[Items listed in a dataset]
┌──

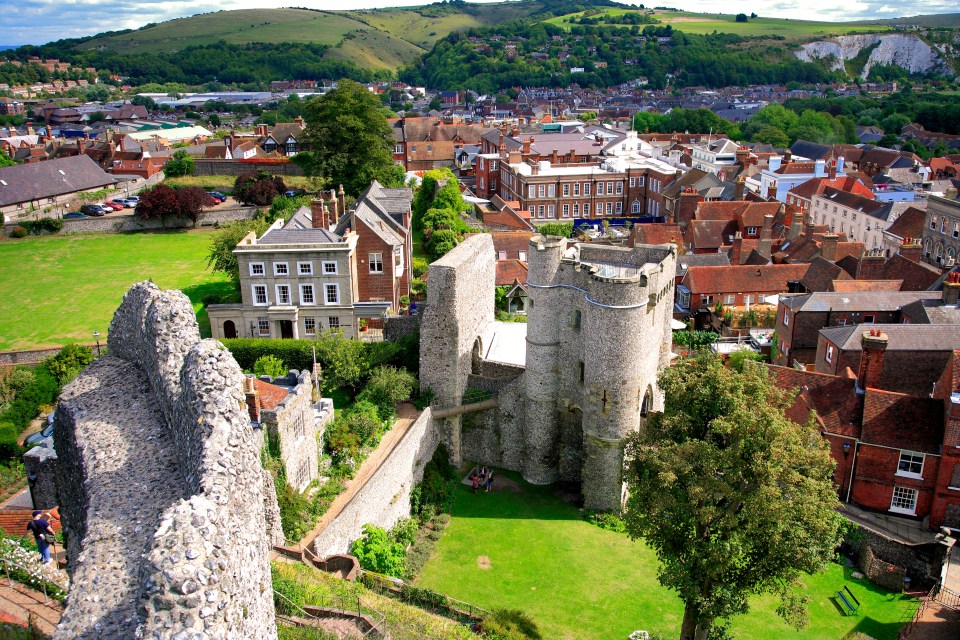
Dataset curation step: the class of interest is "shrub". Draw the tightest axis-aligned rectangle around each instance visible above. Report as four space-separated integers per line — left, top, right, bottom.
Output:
357 366 417 420
350 524 406 578
253 355 287 378
480 609 543 640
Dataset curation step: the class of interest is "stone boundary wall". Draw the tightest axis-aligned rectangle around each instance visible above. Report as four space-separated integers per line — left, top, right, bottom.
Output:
54 282 277 640
193 158 303 176
313 408 439 557
3 207 257 236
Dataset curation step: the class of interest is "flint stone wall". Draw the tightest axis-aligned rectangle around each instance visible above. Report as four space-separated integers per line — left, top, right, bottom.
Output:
313 408 439 557
54 282 277 640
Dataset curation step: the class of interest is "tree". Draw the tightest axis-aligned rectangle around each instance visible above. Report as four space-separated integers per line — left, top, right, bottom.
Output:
297 80 400 196
134 184 180 221
175 187 214 226
625 354 840 640
253 355 287 378
163 149 193 178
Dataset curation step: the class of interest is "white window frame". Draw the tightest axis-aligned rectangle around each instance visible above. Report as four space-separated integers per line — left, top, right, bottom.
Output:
300 284 317 307
274 284 293 305
323 282 340 306
250 284 270 307
889 484 919 516
894 449 927 480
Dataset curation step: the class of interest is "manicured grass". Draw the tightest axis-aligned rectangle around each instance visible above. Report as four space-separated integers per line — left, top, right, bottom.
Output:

└──

The exercise:
Reproduce the entries from their start through the line containing "3 207 257 236", inclusive, swapping "class of interest" for "target category" and leaving everything else unchanged. Omit the pictures from the reproduced lines.

Finished task:
Dataset curation step: the target category is "shrub". Draw the tightest axis-aligned rectangle around each instance visible above. Report as four space-separated integers per line — left, top, right, bottom.
Output:
357 366 417 420
350 524 406 578
253 355 287 378
480 609 543 640
Dataset curation step: the target category is "stone boundary wall". Draw the tightest axis-aligned rectangle around each instance visible above. Report as four space-separated integers per line — left, top, right, bottom.
Output:
54 282 277 640
193 158 303 176
313 408 439 557
3 207 257 236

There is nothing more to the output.